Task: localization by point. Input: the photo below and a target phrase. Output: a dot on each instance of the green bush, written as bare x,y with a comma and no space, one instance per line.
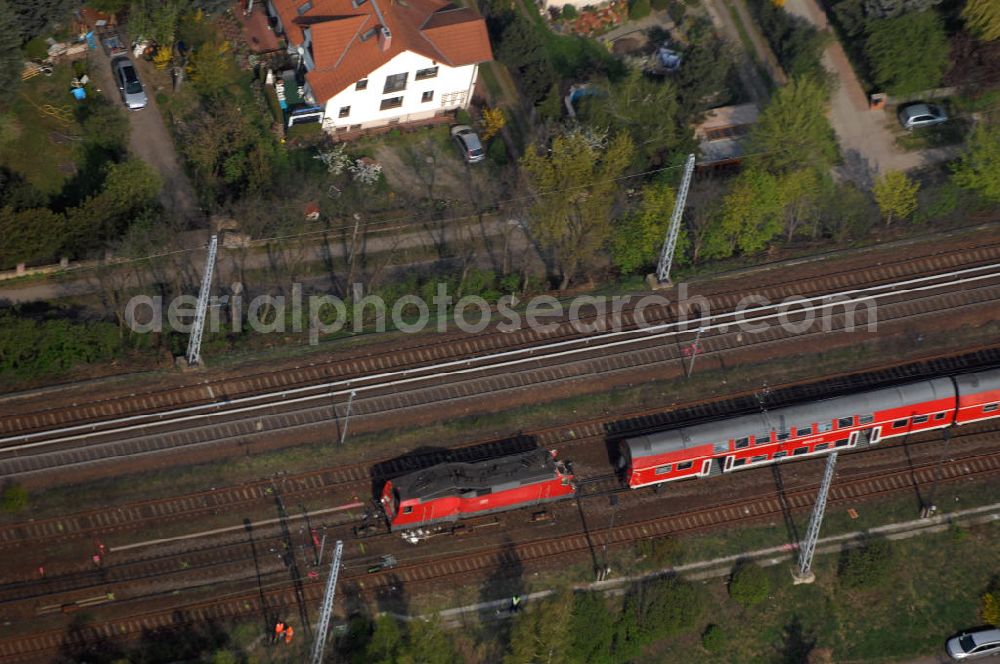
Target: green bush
676,10
713,639
867,565
36,49
638,9
497,150
14,499
749,585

--------------------------------------------------

• EXERCISE DESCRIPTION:
When you print the records above, keep them exact and leave out the pictures.

• TASK ANSWER:
Task: localization by point. Input: the photo below and a target phrase. Output: a dot on each instance of the green bush, written as bare x,y with a comma and no space, one instance per line.
Target: green bush
676,10
713,639
867,565
36,49
638,9
497,150
14,499
749,585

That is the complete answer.